Study text: Begin
© Springer International Publishing Switzerland 2015
Isidoro Di Carlo (ed.)Noncolorectal, Nonneuroendocrine Liver Metastases10.1007/978-3-319-09293-5_1414. Liver Metastases from Ureteral and Bladder Cancer
(1)
Department of Urology, Tokyo Medical and Dental University Graduate School, 1-5-45, Yushima, Bunkyo, Tokyo 113-8519, Japan
14.1 Incidence
14.1.1 Epidemiology and Risk Factors of Urothelial Cancers
Urothelial cancers are the fourth most common tumors after prostate (or breast), lung, and colorectal cancer [1]. They are classified as lower urinary tract (bladder and urethra) or upper urinary tract (renal pelvis and ureter). Bladder cancers account for over 90 % of urothelial cancers [2]. Renal pelvic cancers are about twice as common as ureteral cancers. In 17 % of cases with upper urinary tract cancers, concurrent bladder cancers are present [3].
Smoking is the most common risk factor for them. Occupational exposure to aromatic amines and polycyclic aromatic hydrocarbons are other important risk factors. The impact of diet and environmental pollution is less evident [4]. There are familial cases of upper urinary tract cancers associated with hereditary nonpolyposis colorectal carcinoma [5].
14.1.2 Metastatic Pattern and Liver Metastases of Urothelial Cancers
While urothelial cancers spread to any organ, the most common metastatic locations are lymph nodes, lung, liver, and bone. Shinagare et al. evaluated the metastatic pattern of muscle-invasive bladder cancer [6]. Of 150 patients with metastatic urothelial cancer, the most common metastatic sites were lymph nodes (69 %), bone (47 %), lung (37 %), liver (26 %), and peritoneum (16 %). Ninety percent of the patients with liver metastases had multiple lesions, but only 10 % had a solitary liver metastatic lesion. Five percent of patients with liver metastasis had portal venous thrombosis [6]. Wallmeroth et al. investigated the metastatic behavior of bladder cancers with autopsies of 367 patients with muscle-invasive bladder cancer [7]. Metastases were found in 68 % of them and the most common metastatic sites were regional lymph nodes (90 %), liver (47 %), lung (45 %), and bone (32 %).
Study text: End
Data extracts: Begin
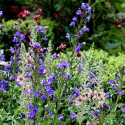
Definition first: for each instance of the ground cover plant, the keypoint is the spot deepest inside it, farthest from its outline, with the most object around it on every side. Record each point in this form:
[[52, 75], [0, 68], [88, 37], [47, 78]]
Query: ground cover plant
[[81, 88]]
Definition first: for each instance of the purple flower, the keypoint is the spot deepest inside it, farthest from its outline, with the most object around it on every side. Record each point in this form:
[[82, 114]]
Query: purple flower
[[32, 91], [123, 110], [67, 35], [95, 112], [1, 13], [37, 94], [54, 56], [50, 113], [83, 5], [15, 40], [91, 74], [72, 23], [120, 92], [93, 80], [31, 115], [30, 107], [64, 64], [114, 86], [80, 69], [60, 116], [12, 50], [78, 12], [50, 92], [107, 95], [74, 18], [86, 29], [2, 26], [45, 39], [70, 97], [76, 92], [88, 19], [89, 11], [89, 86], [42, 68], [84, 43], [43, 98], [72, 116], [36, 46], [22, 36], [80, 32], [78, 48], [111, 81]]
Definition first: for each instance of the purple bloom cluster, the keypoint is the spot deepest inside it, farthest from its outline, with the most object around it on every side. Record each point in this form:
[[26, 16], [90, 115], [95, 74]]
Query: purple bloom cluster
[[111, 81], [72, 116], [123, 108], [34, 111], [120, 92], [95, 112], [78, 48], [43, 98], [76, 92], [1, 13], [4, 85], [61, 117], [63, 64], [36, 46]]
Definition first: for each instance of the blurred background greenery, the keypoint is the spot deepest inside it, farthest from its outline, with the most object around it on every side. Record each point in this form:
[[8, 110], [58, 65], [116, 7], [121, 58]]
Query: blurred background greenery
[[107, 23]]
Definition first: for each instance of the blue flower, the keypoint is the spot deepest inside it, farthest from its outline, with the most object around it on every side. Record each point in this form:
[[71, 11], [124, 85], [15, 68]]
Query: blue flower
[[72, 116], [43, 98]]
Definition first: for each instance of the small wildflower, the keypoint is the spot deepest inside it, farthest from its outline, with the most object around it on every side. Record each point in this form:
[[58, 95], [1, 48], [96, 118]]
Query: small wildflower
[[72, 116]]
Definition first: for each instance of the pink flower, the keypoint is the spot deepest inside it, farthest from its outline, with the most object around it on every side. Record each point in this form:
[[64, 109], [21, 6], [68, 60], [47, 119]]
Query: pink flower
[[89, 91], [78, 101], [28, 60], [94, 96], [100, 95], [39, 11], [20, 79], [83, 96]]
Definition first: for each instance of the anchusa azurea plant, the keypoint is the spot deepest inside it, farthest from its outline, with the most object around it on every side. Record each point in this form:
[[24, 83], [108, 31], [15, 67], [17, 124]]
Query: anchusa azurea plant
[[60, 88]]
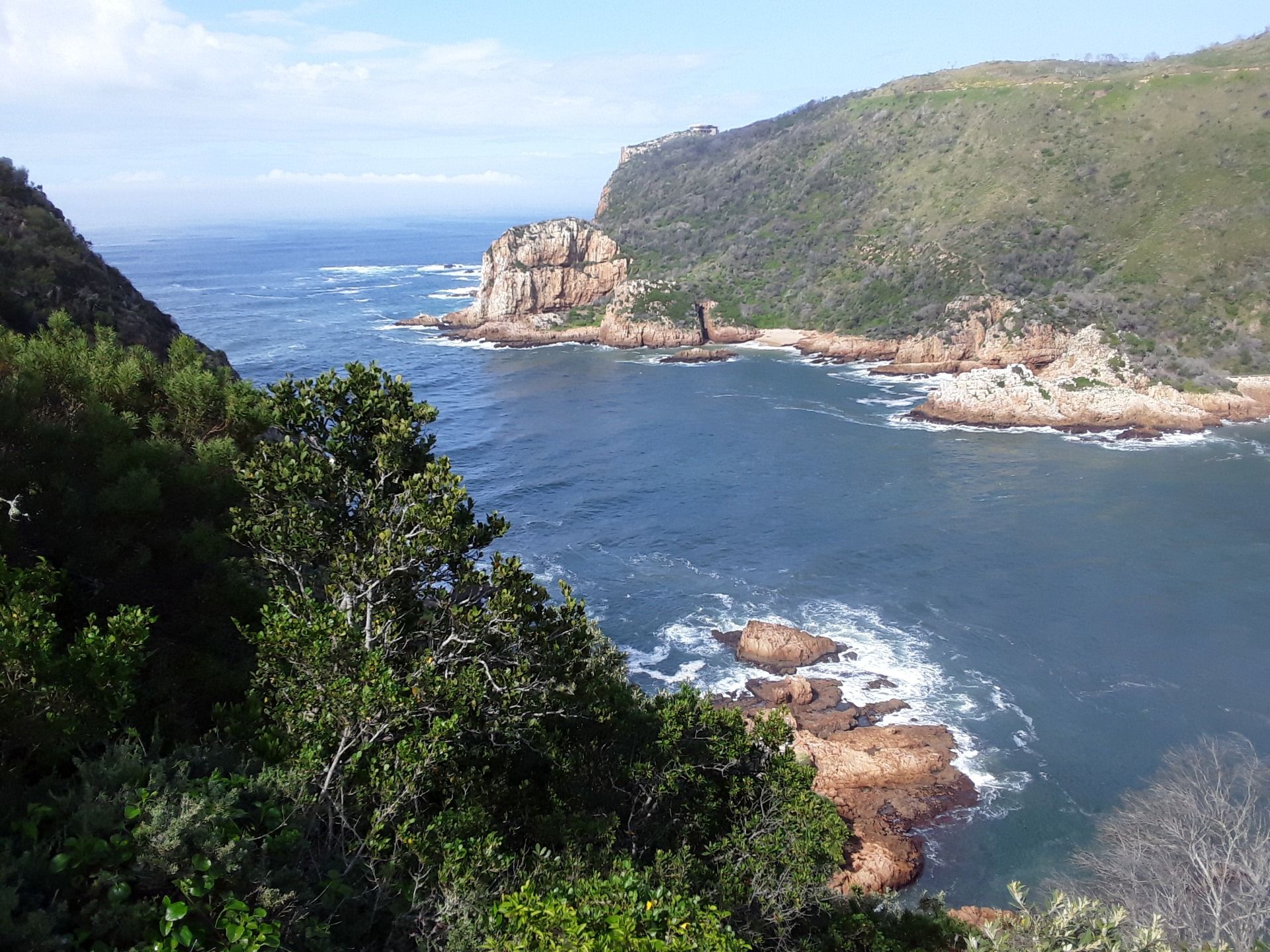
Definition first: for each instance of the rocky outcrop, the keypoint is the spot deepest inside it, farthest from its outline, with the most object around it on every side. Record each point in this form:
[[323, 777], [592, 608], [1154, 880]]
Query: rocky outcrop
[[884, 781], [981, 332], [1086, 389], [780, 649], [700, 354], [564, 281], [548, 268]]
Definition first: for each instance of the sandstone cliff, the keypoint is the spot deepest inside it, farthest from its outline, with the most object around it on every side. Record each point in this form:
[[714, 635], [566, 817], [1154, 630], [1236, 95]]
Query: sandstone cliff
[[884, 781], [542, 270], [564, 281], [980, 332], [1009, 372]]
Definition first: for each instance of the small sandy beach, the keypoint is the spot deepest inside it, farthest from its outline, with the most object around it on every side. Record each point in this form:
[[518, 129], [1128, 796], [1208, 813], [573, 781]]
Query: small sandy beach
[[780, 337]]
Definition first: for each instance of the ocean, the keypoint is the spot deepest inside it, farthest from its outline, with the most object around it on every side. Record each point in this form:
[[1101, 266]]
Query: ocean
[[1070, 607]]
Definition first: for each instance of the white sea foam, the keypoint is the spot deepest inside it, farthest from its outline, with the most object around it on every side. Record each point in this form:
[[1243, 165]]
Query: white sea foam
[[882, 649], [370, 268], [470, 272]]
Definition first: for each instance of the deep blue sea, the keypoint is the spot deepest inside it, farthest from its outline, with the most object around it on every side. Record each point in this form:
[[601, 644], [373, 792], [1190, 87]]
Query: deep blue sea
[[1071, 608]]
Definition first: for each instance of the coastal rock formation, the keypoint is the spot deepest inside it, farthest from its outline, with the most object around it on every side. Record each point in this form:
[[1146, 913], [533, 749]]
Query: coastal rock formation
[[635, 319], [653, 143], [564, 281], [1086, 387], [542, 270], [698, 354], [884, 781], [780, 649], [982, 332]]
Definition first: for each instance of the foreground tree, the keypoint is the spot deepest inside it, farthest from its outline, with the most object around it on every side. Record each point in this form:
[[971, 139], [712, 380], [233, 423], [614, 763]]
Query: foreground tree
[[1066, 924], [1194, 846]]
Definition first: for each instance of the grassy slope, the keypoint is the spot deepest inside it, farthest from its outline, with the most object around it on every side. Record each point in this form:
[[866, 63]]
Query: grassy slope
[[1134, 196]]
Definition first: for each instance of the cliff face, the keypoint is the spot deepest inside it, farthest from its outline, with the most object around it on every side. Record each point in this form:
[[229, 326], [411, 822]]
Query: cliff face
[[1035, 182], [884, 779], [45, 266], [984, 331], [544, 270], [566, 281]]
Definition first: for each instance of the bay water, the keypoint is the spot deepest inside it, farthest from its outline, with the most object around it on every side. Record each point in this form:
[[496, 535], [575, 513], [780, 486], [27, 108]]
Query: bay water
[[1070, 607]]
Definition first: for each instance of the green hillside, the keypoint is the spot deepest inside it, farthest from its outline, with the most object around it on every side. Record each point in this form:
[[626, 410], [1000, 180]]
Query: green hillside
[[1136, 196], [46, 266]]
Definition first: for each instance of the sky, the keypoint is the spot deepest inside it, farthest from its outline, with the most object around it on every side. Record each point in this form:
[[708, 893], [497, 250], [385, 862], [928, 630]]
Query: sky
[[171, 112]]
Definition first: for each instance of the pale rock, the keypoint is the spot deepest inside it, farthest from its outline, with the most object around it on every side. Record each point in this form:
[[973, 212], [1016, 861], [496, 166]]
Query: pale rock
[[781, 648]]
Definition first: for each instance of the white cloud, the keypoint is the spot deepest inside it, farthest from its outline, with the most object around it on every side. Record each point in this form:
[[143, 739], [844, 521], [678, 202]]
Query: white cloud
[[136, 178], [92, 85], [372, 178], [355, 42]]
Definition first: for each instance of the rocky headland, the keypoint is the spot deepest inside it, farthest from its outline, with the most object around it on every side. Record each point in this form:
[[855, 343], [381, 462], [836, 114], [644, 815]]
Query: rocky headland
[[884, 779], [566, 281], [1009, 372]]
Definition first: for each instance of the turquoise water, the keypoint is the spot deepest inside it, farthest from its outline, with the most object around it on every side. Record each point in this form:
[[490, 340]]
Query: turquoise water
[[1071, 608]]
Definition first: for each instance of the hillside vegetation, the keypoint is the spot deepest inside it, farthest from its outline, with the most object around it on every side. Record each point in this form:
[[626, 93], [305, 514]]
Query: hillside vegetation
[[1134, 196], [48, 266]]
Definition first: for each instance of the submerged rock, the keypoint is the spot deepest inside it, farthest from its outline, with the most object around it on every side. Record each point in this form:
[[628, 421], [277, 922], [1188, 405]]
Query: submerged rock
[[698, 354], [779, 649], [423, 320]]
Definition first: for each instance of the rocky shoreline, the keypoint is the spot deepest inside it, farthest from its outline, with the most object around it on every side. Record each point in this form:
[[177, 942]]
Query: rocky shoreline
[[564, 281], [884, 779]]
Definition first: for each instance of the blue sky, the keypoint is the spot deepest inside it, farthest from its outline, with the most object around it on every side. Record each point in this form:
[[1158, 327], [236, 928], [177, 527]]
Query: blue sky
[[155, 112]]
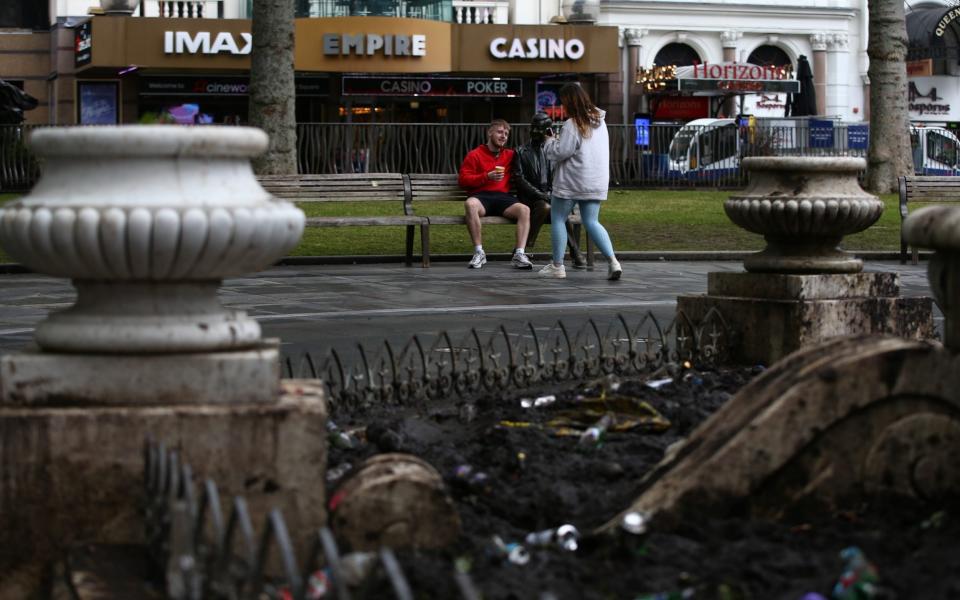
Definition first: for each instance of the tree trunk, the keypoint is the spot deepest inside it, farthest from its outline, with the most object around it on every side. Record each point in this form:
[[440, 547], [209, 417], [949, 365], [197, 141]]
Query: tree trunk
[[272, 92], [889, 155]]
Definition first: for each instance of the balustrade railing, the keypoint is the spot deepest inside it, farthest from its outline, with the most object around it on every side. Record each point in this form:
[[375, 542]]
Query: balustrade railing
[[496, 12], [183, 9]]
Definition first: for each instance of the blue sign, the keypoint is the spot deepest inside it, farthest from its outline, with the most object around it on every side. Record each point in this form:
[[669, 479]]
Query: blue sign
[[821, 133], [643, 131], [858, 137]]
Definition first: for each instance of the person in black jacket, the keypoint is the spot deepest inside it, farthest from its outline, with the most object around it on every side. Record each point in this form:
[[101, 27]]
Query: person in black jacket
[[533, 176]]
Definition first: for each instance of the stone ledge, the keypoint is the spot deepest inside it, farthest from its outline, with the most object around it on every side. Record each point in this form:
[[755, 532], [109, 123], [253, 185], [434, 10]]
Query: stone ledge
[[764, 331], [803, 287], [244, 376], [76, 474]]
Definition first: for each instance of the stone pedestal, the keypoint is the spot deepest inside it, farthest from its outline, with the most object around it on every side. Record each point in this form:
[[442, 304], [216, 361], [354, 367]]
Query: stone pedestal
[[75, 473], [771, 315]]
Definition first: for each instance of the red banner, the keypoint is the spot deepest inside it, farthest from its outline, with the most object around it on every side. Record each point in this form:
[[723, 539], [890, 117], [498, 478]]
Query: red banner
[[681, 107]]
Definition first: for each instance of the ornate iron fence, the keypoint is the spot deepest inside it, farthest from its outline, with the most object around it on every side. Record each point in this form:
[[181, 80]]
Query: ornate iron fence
Data extracts: End
Exercise
Rewrite the stretch of the liver metastases text from "Department of Urology, Tokyo" through "are present [3].", replacing "tumors" with "malignancies". The listing has no connection to the liver metastases text.

Expected answer
Department of Urology, Tokyo Medical and Dental University Graduate School, 1-5-45, Yushima, Bunkyo, Tokyo 113-8519, Japan
14.1 Incidence
14.1.1 Epidemiology and Risk Factors of Urothelial Cancers
Urothelial cancers are the fourth most common malignancies after prostate (or breast), lung, and colorectal cancer [1]. They are classified as lower urinary tract (bladder and urethra) or upper urinary tract (renal pelvis and ureter). Bladder cancers account for over 90 % of urothelial cancers [2]. Renal pelvic cancers are about twice as common as ureteral cancers. In 17 % of cases with upper urinary tract cancers, concurrent bladder cancers are present [3].